* Assignment
Each entry is to be retyped exactly as it appears, and each image is to be dropped.

* Available data
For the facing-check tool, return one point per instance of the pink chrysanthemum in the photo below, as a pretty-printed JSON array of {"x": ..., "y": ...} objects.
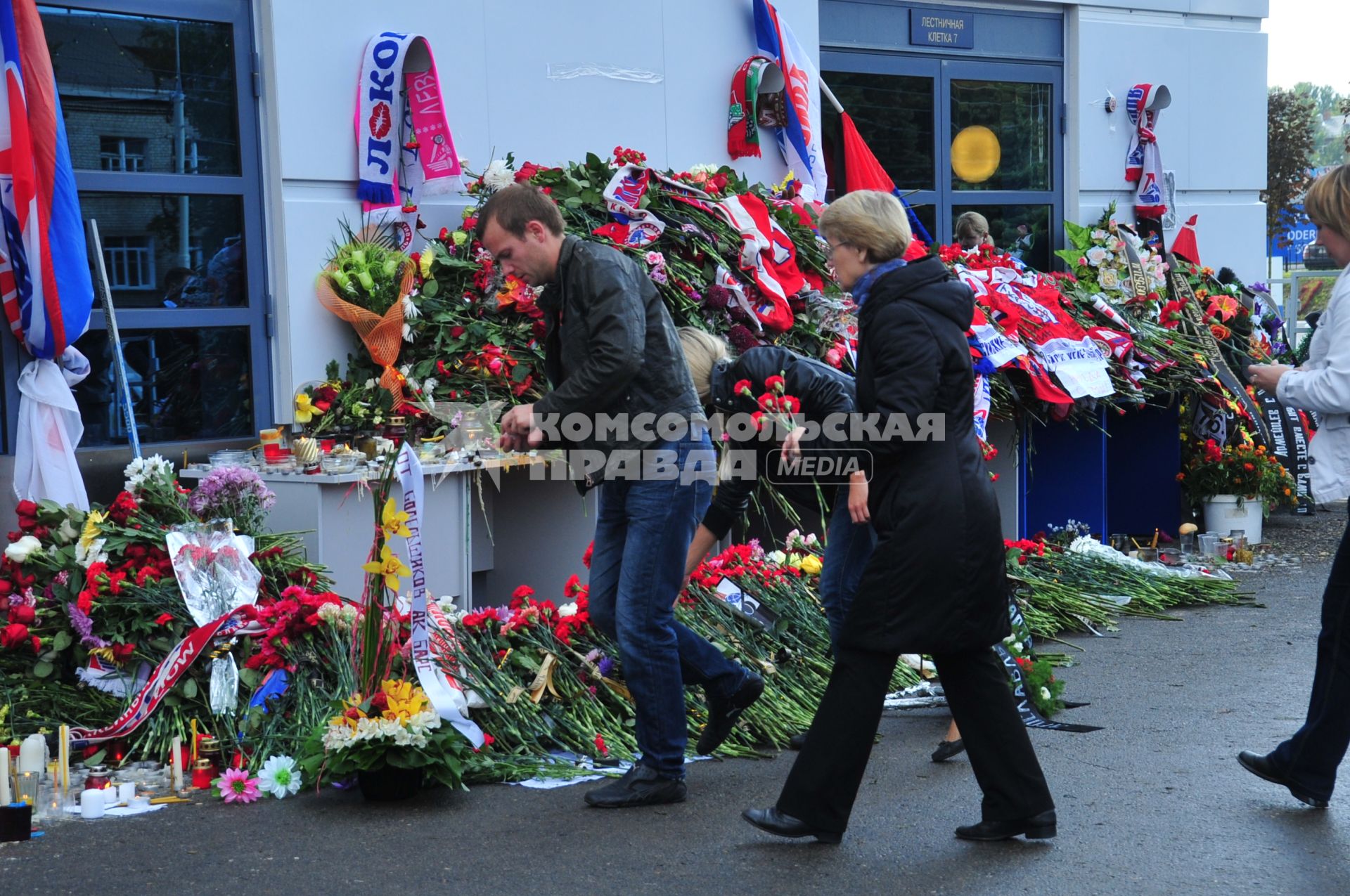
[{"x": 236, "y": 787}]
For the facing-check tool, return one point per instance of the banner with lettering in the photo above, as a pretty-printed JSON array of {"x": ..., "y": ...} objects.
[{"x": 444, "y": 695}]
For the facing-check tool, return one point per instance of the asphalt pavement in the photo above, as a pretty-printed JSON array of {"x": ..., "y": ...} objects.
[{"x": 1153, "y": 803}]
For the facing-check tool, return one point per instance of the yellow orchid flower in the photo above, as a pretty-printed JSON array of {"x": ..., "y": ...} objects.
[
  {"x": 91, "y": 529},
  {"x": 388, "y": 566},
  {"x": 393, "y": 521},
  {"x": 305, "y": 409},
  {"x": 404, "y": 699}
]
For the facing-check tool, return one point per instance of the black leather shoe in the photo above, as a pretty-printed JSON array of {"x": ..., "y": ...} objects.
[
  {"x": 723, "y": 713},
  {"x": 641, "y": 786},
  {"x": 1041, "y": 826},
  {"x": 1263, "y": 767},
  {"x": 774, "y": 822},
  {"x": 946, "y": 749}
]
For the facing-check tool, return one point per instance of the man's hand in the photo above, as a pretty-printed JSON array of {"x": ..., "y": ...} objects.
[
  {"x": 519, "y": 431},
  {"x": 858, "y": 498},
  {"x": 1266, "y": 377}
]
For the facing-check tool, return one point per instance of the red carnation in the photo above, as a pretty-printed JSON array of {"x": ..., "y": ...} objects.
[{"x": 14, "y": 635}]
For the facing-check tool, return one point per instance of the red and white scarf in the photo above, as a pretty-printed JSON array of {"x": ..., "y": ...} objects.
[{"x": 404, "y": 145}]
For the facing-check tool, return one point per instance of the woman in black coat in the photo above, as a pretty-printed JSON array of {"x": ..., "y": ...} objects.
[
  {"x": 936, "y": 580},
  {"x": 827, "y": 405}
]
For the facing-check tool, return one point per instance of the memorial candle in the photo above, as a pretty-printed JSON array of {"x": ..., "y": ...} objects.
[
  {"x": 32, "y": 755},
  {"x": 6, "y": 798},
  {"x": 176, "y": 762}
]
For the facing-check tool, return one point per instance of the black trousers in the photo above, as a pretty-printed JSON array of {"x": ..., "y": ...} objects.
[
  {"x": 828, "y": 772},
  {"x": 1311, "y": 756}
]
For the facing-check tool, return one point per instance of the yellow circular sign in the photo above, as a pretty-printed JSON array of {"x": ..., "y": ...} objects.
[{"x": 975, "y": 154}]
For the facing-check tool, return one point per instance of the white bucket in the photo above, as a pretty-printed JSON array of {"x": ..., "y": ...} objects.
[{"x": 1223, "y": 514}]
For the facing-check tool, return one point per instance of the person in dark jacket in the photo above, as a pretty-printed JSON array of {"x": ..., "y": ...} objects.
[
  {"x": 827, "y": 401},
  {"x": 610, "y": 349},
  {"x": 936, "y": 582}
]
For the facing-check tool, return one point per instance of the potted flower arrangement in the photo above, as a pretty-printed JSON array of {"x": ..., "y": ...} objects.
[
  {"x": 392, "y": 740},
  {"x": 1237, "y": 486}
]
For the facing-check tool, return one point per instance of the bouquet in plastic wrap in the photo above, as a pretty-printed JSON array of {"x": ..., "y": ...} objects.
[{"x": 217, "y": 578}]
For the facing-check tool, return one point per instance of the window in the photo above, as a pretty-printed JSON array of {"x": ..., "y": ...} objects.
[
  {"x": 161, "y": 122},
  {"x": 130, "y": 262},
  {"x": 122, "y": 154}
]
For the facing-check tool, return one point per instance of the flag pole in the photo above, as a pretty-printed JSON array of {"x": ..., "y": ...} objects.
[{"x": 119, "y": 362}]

* Answer below
For the facing-check tool, return one point per instance of the pink chrysanthemum in the photo below, as a pretty-printed JSON array of {"x": ..., "y": ...} objects.
[{"x": 236, "y": 787}]
For the facing-check tool, return one point per instance of the banner with lettering in the photo above, as a pretty-printed JSON array of {"x": ..., "y": ...} objects.
[{"x": 444, "y": 695}]
For the facing-check tool, return one point per instance of the asphalt pavement in the photo above, as a pretty-printed JSON array of {"x": ..., "y": ...} objects.
[{"x": 1153, "y": 803}]
For the facing-check tool, return one point per instance of the yellow orchid flower in the photo above, as a pretty-printed JSON array of {"x": ..., "y": ...} objects.
[
  {"x": 91, "y": 529},
  {"x": 388, "y": 566},
  {"x": 393, "y": 521},
  {"x": 305, "y": 409},
  {"x": 404, "y": 699}
]
For the facing-check tool, return one point per instance of the black leather shoe in the photo above, as a pretty-printed JSON array of {"x": ..., "y": ...} objects.
[
  {"x": 723, "y": 713},
  {"x": 641, "y": 786},
  {"x": 1041, "y": 826},
  {"x": 1263, "y": 767},
  {"x": 774, "y": 822},
  {"x": 946, "y": 749}
]
For the facing-check tool, return one point per instance of the man's hand in the photo above, as a pretty-printed JSON array of {"x": ..., "y": ...} objects.
[
  {"x": 519, "y": 431},
  {"x": 858, "y": 498},
  {"x": 1266, "y": 377}
]
For the facing-check tool, return one point per instance of the red carnation in the photo above, as a pretty-printed JSON array of {"x": ..., "y": ...} objects.
[{"x": 14, "y": 635}]
For the facing-check tool, return one point per instance of the red and white scarf in the photo above, as a pretty-printed JSON array of {"x": ..., "y": ...} objects.
[{"x": 404, "y": 145}]
For the facing-check tool, return one point per instance of the woman in black coat in the photo above, as a pretty-printed JSON array of {"x": ..., "y": ...} objects.
[
  {"x": 936, "y": 580},
  {"x": 827, "y": 405}
]
For the facing-check tool, return one point per instance of the memorial candle in the photo above, as a pretty-printed JSON array of {"x": ..., "y": ...} objects.
[
  {"x": 32, "y": 755},
  {"x": 6, "y": 798},
  {"x": 176, "y": 762}
]
For the facing-check tool, return one point per instance of the black trousers in the photo above, as a pretty-printed JSON array of {"x": ..., "y": ...} objects.
[
  {"x": 828, "y": 772},
  {"x": 1311, "y": 756}
]
For the facing-check tool, return one point per instance of the yellow circular sign in the photo above, as a pretty-printed JSON array of {"x": ..., "y": ...} objects.
[{"x": 975, "y": 154}]
For the facing-check tool, return one point per instance of the white bucket in the photo above, as a pretty-printed JSON array of {"x": ..., "y": ...} objects.
[{"x": 1223, "y": 514}]
For the facing-check tool, return one point per instance of the person in dark jacket in the photo above, as a pretty-printed JSON array of {"x": ..., "y": ...} objects.
[
  {"x": 827, "y": 401},
  {"x": 610, "y": 349},
  {"x": 936, "y": 582}
]
For the facing-check tool, return one point per instance of the potted flower arrangement in the photo above, as a pretty-printed JSON array of {"x": ..., "y": ...} objects.
[
  {"x": 392, "y": 740},
  {"x": 1237, "y": 486}
]
For the facing-check tool, return one point per instance of the bouquet in plastic wrap in the photo above, as a pretty-printed JSON array of {"x": ..., "y": ...} objects.
[{"x": 217, "y": 578}]
For the facing-check tool, return one point per instance of the window in the photo above, as a pretty-printed JSON array of {"x": ..., "y": ...} objects.
[
  {"x": 161, "y": 122},
  {"x": 130, "y": 262},
  {"x": 122, "y": 154}
]
For the facing-check tool, return one point per instance of the flag pole in the photo above, as a pretty-printed JSON array of {"x": ..., "y": ...} objects.
[{"x": 119, "y": 362}]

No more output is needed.